Prompt:
Change every "innermost point" in the items below to "most central point" and leave all other text the same.
-- Start Record list --
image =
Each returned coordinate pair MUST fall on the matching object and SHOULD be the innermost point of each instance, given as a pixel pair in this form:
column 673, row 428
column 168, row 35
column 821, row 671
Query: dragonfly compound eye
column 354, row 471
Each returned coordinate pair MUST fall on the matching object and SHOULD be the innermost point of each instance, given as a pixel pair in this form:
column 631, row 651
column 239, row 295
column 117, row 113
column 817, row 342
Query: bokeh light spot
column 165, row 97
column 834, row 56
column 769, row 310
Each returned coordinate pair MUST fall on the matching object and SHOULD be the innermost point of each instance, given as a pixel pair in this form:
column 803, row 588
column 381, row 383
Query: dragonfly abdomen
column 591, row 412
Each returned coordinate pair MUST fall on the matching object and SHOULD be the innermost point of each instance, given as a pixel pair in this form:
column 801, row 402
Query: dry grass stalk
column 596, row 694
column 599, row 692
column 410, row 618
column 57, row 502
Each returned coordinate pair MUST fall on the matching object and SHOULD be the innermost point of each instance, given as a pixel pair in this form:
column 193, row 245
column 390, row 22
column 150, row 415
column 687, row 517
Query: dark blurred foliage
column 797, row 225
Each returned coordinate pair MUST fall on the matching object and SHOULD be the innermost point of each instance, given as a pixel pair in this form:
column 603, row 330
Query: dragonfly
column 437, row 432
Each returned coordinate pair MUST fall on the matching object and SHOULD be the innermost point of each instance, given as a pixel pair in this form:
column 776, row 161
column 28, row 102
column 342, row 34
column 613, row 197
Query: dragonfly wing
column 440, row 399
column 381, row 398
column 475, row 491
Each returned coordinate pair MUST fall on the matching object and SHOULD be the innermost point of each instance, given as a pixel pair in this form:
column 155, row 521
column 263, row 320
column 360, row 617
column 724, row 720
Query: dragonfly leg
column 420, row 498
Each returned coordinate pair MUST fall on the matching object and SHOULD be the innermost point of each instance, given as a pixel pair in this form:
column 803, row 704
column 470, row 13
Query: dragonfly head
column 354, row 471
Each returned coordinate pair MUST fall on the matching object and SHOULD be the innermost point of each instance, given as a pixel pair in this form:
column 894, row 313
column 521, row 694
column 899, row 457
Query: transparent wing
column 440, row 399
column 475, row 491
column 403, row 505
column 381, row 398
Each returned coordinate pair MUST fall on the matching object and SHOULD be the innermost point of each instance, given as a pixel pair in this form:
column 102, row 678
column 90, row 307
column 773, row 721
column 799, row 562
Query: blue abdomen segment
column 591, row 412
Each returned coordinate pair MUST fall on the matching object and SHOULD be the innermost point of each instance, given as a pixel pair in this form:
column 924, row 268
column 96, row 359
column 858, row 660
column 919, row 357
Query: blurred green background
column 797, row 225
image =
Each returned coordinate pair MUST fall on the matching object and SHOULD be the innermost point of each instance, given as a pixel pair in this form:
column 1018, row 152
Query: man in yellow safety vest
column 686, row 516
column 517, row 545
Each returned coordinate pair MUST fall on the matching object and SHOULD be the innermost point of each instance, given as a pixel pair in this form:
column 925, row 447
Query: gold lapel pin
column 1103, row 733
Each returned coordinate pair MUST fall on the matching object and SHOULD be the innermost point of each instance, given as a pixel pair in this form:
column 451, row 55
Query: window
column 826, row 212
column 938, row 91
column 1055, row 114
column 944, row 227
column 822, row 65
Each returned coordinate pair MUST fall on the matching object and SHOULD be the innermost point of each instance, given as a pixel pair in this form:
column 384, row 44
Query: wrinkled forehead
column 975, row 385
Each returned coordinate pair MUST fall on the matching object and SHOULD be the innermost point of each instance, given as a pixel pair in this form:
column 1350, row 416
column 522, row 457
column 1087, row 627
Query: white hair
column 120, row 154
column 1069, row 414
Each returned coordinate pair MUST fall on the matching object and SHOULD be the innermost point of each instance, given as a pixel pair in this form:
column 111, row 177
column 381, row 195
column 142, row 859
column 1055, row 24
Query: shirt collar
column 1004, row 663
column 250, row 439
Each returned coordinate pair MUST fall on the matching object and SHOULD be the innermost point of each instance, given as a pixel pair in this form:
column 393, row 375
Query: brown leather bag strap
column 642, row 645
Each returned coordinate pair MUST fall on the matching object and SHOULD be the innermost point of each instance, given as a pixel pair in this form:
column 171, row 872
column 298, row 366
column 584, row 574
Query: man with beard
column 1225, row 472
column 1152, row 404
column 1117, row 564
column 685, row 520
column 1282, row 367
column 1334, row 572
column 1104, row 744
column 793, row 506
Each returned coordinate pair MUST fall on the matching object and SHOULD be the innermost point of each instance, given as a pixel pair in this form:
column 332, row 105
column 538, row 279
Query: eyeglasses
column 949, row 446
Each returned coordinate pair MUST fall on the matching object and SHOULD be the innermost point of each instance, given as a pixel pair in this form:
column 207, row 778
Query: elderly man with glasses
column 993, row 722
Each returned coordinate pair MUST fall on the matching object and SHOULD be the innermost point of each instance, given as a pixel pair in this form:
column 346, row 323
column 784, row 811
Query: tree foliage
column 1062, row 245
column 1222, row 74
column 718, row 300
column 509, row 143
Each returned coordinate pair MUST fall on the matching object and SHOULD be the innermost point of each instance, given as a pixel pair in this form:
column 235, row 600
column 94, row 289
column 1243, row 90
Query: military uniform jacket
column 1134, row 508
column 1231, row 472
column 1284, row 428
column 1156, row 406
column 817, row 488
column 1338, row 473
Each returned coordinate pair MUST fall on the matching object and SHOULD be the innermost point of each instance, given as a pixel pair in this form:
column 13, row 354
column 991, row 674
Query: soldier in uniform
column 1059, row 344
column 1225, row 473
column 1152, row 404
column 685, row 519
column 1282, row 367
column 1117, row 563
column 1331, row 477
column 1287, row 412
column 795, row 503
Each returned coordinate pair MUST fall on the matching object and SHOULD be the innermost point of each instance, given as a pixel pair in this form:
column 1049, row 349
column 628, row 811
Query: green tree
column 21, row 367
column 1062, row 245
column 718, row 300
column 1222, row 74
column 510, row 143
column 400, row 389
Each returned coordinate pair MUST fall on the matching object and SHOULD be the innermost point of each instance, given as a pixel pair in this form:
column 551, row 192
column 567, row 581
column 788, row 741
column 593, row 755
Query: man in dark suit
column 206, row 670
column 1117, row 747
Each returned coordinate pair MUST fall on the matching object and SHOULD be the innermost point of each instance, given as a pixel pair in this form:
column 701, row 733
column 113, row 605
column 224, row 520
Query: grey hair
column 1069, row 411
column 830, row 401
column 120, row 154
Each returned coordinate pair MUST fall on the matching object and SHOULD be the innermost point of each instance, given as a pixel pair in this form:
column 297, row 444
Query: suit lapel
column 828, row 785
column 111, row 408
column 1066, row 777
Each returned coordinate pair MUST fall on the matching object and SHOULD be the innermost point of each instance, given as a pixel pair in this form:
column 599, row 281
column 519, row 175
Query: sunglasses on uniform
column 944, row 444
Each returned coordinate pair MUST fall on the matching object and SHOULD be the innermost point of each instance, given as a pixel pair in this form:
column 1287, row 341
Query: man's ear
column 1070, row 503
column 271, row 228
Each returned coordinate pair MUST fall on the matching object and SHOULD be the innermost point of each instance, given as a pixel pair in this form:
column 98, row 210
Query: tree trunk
-- End Record list --
Written answer:
image =
Each returned coordinate pair MUST fall on the matching object and SHOULD be the most central point of each instance, given as a pixel pair in this form:
column 673, row 428
column 168, row 35
column 821, row 671
Query: dragonfly compound eye
column 354, row 471
Each returned coordinate pair MUST fall on the matching object and SHOULD be the most central point of each instance, given as a pixel pair in this form:
column 631, row 651
column 239, row 295
column 117, row 113
column 817, row 342
Query: bokeh light spot
column 165, row 97
column 834, row 56
column 769, row 310
Each returned coordinate pair MUST fall on the matching object and SHOULD be the most central point of each instance, given as a pixel pair in this form:
column 803, row 588
column 381, row 383
Query: dragonfly abdomen
column 591, row 412
Each returned coordinate pair MUST fall on the matching object and SHOULD be the most central point of each instance, given as a pixel pair in this form:
column 801, row 402
Query: dry grass stalk
column 596, row 694
column 599, row 692
column 410, row 618
column 57, row 502
Each returned coordinate pair MUST fall on the matching object and SHOULD be the most central point of each instance, given as a pixel pair in this form:
column 193, row 245
column 390, row 22
column 150, row 415
column 687, row 517
Query: dark blurred foliage
column 797, row 225
Each returned coordinate pair MUST fall on the matching object and SHOULD be the most central point of each instance, given as a pixel pair in this form:
column 603, row 330
Query: dragonfly
column 437, row 432
Each returned coordinate pair MUST fall on the matching object and SHOULD be the most central point of each instance, given as a pixel pair in this form:
column 776, row 161
column 28, row 102
column 342, row 34
column 613, row 197
Query: dragonfly wing
column 440, row 399
column 381, row 398
column 475, row 491
Each returned coordinate pair MUST fall on the matching object and SHOULD be the most central point of each instance, given as a pixel pair in this form:
column 155, row 521
column 263, row 320
column 360, row 617
column 724, row 720
Query: dragonfly leg
column 420, row 498
Each returned coordinate pair MUST fall on the matching object and SHOULD be the most central point of each instance, given as a pixel pair in this form:
column 803, row 704
column 470, row 13
Query: dragonfly head
column 354, row 471
Each returned coordinate pair MUST fall on the matching object and SHOULD be the most central point of each instance, given as a pixel pair in this form:
column 894, row 313
column 521, row 694
column 899, row 457
Query: transparent wing
column 440, row 399
column 475, row 491
column 403, row 505
column 381, row 398
Each returned coordinate pair MUST fall on the matching object and SHOULD be the most central point of each instance, given as a pixel pair in this form:
column 102, row 678
column 90, row 307
column 773, row 721
column 799, row 562
Query: blue abdomen segment
column 591, row 412
Each returned coordinate pair MUST fall on the matching object and SHOULD be the most central point of each instance, given as a pixel pair in this form:
column 924, row 268
column 96, row 359
column 858, row 660
column 919, row 357
Query: blurred green background
column 797, row 225
image =
Each returned coordinate pair MUST fall on the matching object and SHOULD be the most central point of each instance, given as a pixel pair in this form:
column 1018, row 152
Query: man in yellow safety vest
column 686, row 516
column 517, row 545
Each returned coordinate pair MUST fall on the matching object and SHOULD be the most central point of each instance, given as a pixel pair in this form:
column 925, row 447
Query: gold lapel pin
column 1103, row 733
Each returned coordinate pair MUST fall on the matching object and SHOULD be the most central point of each instance, given as a pixel pair in this form:
column 451, row 55
Query: window
column 826, row 212
column 938, row 91
column 1055, row 114
column 944, row 227
column 822, row 65
Each returned coordinate pair MUST fall on the matching object and SHOULD be the most central point of each instance, given as a pixel pair in this form:
column 384, row 44
Query: wrinkled forehead
column 975, row 385
Each returned coordinate pair MUST fall on the matching object and SHOULD be the most central point of each instance, given as a pixel pair in this form:
column 1350, row 416
column 522, row 457
column 1087, row 627
Query: white hair
column 120, row 154
column 1069, row 414
Each returned coordinate pair MUST fall on the matching object and SHOULD be the most central point of each instance, given as a pixel pair in this form:
column 111, row 177
column 381, row 195
column 142, row 859
column 1055, row 24
Query: shirt collar
column 1004, row 663
column 250, row 439
Each returned coordinate pair MUST fall on the matching object and SHOULD be the most central point of each instance, given as a pixel pair in this form:
column 393, row 375
Query: brown leather bag strap
column 642, row 645
Each returned coordinate pair MUST fall on the matching object and SHOULD be the most central point of each instance, given as a pixel pair in this form:
column 171, row 872
column 298, row 366
column 584, row 574
Query: man with beard
column 1225, row 472
column 1152, row 404
column 1117, row 564
column 685, row 520
column 1282, row 367
column 1334, row 572
column 1104, row 744
column 793, row 506
Each returned coordinate pair MUST fall on the matching object and SHOULD be the most central point of each instance, given as a pixel pair in this form:
column 332, row 105
column 538, row 279
Query: eyeglasses
column 949, row 446
Each returned coordinate pair MUST fall on the matching object and SHOULD be the most central point of each instance, given as a pixel pair in this form:
column 207, row 778
Query: elderly man with glasses
column 993, row 722
Each returned coordinate pair MUST fall on the matching object and SHOULD be the most central point of each instance, given as a pixel pair in this form:
column 346, row 323
column 784, row 811
Query: tree foliage
column 1062, row 245
column 1222, row 74
column 718, row 300
column 509, row 143
Each returned coordinate pair MUST fall on the matching object and SHOULD be the most central point of each instance, given as a pixel pair in this form:
column 235, row 600
column 94, row 289
column 1243, row 90
Query: military uniform jacket
column 1134, row 508
column 1231, row 472
column 1284, row 428
column 1156, row 406
column 817, row 488
column 1338, row 473
Each returned coordinate pair MUST fall on the matching object and SHOULD be the most central point of each instance, given as a pixel pair in this form:
column 13, row 354
column 991, row 674
Query: soldier in uniform
column 1059, row 344
column 1225, row 473
column 1152, row 404
column 685, row 519
column 1282, row 367
column 1117, row 563
column 1331, row 477
column 1287, row 412
column 795, row 503
Each returned coordinate pair MUST fall on the matching object and SHOULD be the most central point of each instance, given as a pixel pair in this form:
column 1049, row 349
column 628, row 811
Query: green tree
column 21, row 367
column 1062, row 245
column 718, row 300
column 1222, row 74
column 510, row 143
column 400, row 389
Each returned coordinate pair MUST fall on the matching object and SHOULD be the most central point of each instance, given as a pixel pair in this form:
column 551, row 192
column 567, row 581
column 788, row 741
column 593, row 755
Query: man in dark suit
column 206, row 670
column 1117, row 747
Each returned coordinate pair MUST fall on the matching object and SHOULD be the most central point of each instance, given as a pixel pair in this form:
column 701, row 733
column 113, row 605
column 224, row 520
Query: grey hair
column 1069, row 411
column 830, row 401
column 120, row 154
Each returned coordinate pair MUST fall on the matching object and SHOULD be the most central point of each instance, given as a pixel pair in this form:
column 297, row 444
Query: suit lapel
column 828, row 785
column 111, row 408
column 1066, row 777
Each returned coordinate pair MUST fall on the matching object and SHOULD be the most central point of each instance, given as a pixel pair in this form:
column 599, row 281
column 519, row 175
Query: sunglasses on uniform
column 944, row 444
Each returned coordinate pair MUST fall on the matching object and SHOULD be the most central point of each instance, given as a pixel pair in this form:
column 1287, row 341
Query: man's ear
column 1070, row 503
column 271, row 228
Each returned coordinate pair MUST fall on the matching object and SHOULD be the most central point of each instance, given as a pixel pair in this form:
column 98, row 210
Query: tree trunk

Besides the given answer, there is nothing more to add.